---------- Given data ----------

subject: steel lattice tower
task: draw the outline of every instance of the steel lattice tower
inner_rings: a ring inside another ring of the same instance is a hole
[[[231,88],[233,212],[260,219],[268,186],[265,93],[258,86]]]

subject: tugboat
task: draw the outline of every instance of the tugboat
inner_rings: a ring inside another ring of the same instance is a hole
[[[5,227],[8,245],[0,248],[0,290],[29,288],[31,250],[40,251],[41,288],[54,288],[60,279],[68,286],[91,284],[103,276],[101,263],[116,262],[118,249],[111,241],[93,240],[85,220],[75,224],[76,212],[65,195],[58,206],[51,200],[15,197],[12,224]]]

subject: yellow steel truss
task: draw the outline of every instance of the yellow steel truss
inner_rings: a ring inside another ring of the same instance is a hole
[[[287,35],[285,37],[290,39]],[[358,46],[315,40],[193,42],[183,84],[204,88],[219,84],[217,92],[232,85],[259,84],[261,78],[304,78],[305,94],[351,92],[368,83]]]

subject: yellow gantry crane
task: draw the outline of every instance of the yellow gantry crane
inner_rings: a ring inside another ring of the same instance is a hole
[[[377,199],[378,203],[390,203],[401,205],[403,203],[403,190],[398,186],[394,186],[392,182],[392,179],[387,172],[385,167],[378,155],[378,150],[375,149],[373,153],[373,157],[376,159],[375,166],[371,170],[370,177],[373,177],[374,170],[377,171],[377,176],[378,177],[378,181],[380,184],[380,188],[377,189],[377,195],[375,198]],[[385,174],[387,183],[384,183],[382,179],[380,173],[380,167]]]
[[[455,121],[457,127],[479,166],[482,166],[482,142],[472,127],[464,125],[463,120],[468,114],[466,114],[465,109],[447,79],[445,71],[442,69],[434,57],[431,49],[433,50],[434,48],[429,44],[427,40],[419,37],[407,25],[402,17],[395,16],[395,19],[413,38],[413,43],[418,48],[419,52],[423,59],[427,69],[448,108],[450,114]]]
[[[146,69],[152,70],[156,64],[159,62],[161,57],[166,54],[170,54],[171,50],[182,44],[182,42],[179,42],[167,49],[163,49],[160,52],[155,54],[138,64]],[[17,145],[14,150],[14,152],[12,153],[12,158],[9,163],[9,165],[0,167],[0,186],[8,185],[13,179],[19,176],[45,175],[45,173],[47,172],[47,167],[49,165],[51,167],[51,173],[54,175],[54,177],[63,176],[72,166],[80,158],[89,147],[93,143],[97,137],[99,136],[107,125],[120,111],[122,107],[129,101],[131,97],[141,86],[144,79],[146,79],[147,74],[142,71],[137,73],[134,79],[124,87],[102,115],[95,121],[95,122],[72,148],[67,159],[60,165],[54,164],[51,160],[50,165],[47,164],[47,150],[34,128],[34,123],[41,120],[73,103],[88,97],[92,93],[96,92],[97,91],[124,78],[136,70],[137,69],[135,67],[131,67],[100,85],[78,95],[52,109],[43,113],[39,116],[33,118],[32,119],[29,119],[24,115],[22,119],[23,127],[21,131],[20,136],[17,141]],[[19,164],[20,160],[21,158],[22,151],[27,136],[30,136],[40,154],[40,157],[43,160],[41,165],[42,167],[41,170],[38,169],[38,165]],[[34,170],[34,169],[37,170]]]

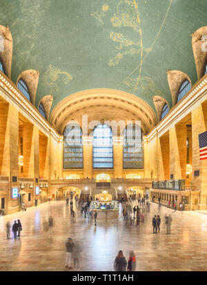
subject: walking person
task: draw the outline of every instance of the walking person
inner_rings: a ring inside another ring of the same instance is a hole
[[[153,233],[157,233],[157,217],[156,215],[152,218]]]
[[[20,219],[17,219],[17,225],[18,225],[18,235],[17,237],[20,237],[21,230],[22,230],[22,226],[20,222]]]
[[[169,215],[167,224],[167,235],[170,235],[171,233],[171,223],[172,222],[172,218],[171,215]]]
[[[49,228],[50,228],[50,232],[52,230],[52,227],[53,226],[53,218],[51,216],[51,215],[49,217],[48,225],[49,225]]]
[[[10,238],[11,225],[8,221],[6,224],[6,237],[8,239],[9,239]]]
[[[114,269],[115,271],[126,271],[127,262],[123,255],[123,251],[119,250],[114,262]]]
[[[128,262],[128,271],[136,271],[136,257],[133,250],[130,250],[130,256]]]
[[[81,252],[81,248],[80,244],[79,242],[76,242],[72,248],[72,257],[74,262],[74,270],[77,271],[79,271],[79,259]]]
[[[14,224],[12,226],[12,232],[14,235],[14,239],[17,239],[17,232],[18,230],[18,224],[17,223],[17,221],[14,221]]]
[[[72,210],[72,222],[73,224],[75,223],[75,212],[74,210]]]
[[[95,226],[97,225],[97,215],[98,215],[97,211],[97,210],[95,210],[95,213],[94,213],[94,215],[93,215],[94,222],[95,222]]]
[[[48,232],[49,230],[49,223],[47,221],[43,222],[43,228],[44,232],[44,237],[48,237]]]
[[[158,233],[159,233],[160,224],[161,224],[161,218],[160,218],[159,215],[157,215],[157,229],[158,229]]]
[[[68,237],[68,242],[66,243],[66,269],[72,269],[71,266],[71,257],[72,249],[74,247],[74,243],[71,237]]]

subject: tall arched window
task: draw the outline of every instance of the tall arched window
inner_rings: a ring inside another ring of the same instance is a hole
[[[178,91],[177,103],[179,102],[190,90],[190,83],[186,79],[181,84]]]
[[[42,104],[41,103],[39,105],[39,108],[38,108],[38,110],[39,110],[39,112],[40,112],[40,114],[41,114],[45,119],[46,119],[45,108],[44,108],[44,107],[43,107],[43,104]]]
[[[26,99],[31,101],[28,88],[21,79],[20,79],[17,83],[17,88],[26,97]]]
[[[135,124],[128,124],[124,130],[123,168],[144,168],[143,133]]]
[[[206,62],[205,66],[204,66],[204,75],[207,73],[207,62]]]
[[[63,168],[83,167],[82,131],[79,126],[68,124],[64,131]]]
[[[161,111],[161,119],[163,119],[164,117],[168,114],[169,112],[169,107],[167,104],[165,104]]]
[[[0,70],[3,73],[5,73],[4,68],[3,68],[3,65],[2,62],[1,61],[1,60],[0,60]]]
[[[112,168],[112,134],[109,126],[100,124],[93,132],[92,167],[93,168]]]

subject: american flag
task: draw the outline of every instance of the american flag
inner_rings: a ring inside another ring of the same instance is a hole
[[[207,131],[199,135],[200,160],[207,159]]]

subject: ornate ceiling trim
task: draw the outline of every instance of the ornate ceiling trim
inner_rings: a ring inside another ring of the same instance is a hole
[[[197,78],[199,79],[204,75],[204,64],[207,59],[207,26],[200,28],[190,36]]]
[[[39,110],[39,104],[41,103],[44,107],[46,118],[48,120],[50,117],[50,112],[52,105],[53,97],[52,95],[44,96],[39,102],[37,109]]]
[[[141,117],[148,132],[157,123],[152,108],[144,100],[130,93],[113,89],[92,89],[72,94],[61,101],[53,109],[50,121],[53,127],[60,131],[63,121],[68,113],[91,105],[112,106],[114,108],[128,109]]]
[[[0,57],[3,62],[6,75],[11,78],[13,39],[8,26],[0,25],[0,35],[3,39],[3,50],[0,50]]]
[[[23,71],[18,77],[17,80],[17,83],[20,78],[21,78],[26,83],[30,96],[31,102],[33,105],[35,103],[36,92],[39,81],[39,72],[38,70],[34,70],[34,69],[28,69],[27,70]]]
[[[192,87],[192,82],[190,78],[182,71],[168,70],[167,74],[169,88],[172,99],[172,106],[175,106],[177,104],[177,92],[181,83],[185,79],[188,79],[190,82]]]

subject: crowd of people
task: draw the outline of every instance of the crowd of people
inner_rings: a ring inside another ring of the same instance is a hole
[[[70,201],[70,213],[71,215],[72,222],[75,224],[76,222],[76,213],[74,203],[77,203],[78,206],[78,202],[73,199],[69,199],[68,197],[66,197],[66,206],[69,206]],[[150,211],[150,202],[146,197],[139,197],[137,200],[130,197],[129,202],[126,202],[126,200],[122,199],[122,215],[124,223],[129,226],[132,227],[134,226],[139,226],[141,223],[144,224],[145,217],[146,218],[150,216],[149,213]],[[153,199],[152,199],[153,201]],[[88,199],[86,202],[80,202],[79,208],[81,210],[81,216],[83,219],[87,219],[88,224],[92,224],[94,220],[95,226],[97,226],[97,219],[98,216],[97,211],[92,210],[90,207],[90,202]],[[159,201],[160,205],[160,201]],[[69,208],[68,208],[69,209]],[[164,216],[164,224],[166,230],[166,234],[171,233],[171,224],[172,218],[171,215],[166,214]],[[153,233],[159,233],[161,230],[160,225],[161,224],[161,218],[159,215],[155,215],[152,218],[152,226],[153,229]],[[50,215],[48,220],[44,219],[42,224],[42,228],[43,231],[43,237],[47,237],[48,233],[51,230],[51,228],[54,226],[54,220],[52,215]],[[13,237],[16,239],[17,237],[20,237],[22,230],[22,226],[19,219],[15,220],[14,224],[11,226],[10,222],[6,223],[6,236],[7,239],[11,239],[11,228],[13,233]],[[66,243],[66,269],[72,269],[75,271],[79,271],[80,268],[80,255],[81,248],[78,241],[75,242],[71,237],[68,238],[68,241]],[[73,267],[72,267],[73,261]],[[115,271],[135,271],[136,270],[136,257],[133,250],[130,250],[129,253],[129,257],[128,261],[124,256],[122,250],[119,250],[117,256],[114,261],[114,270]]]

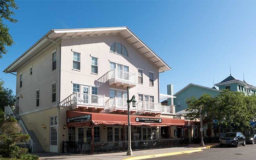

----------

Duplicate, line for line, the part of the records above that opens with the line containing "subject: american flag" and closes with the line containing "[[[207,131],[199,135],[200,160],[207,159]]]", both of those lines included.

subject: american flag
task: draw the outline of every instance of the american flag
inner_rings: a ring inside another ring of the same instance is a hole
[[[207,131],[199,135],[200,160],[207,159]]]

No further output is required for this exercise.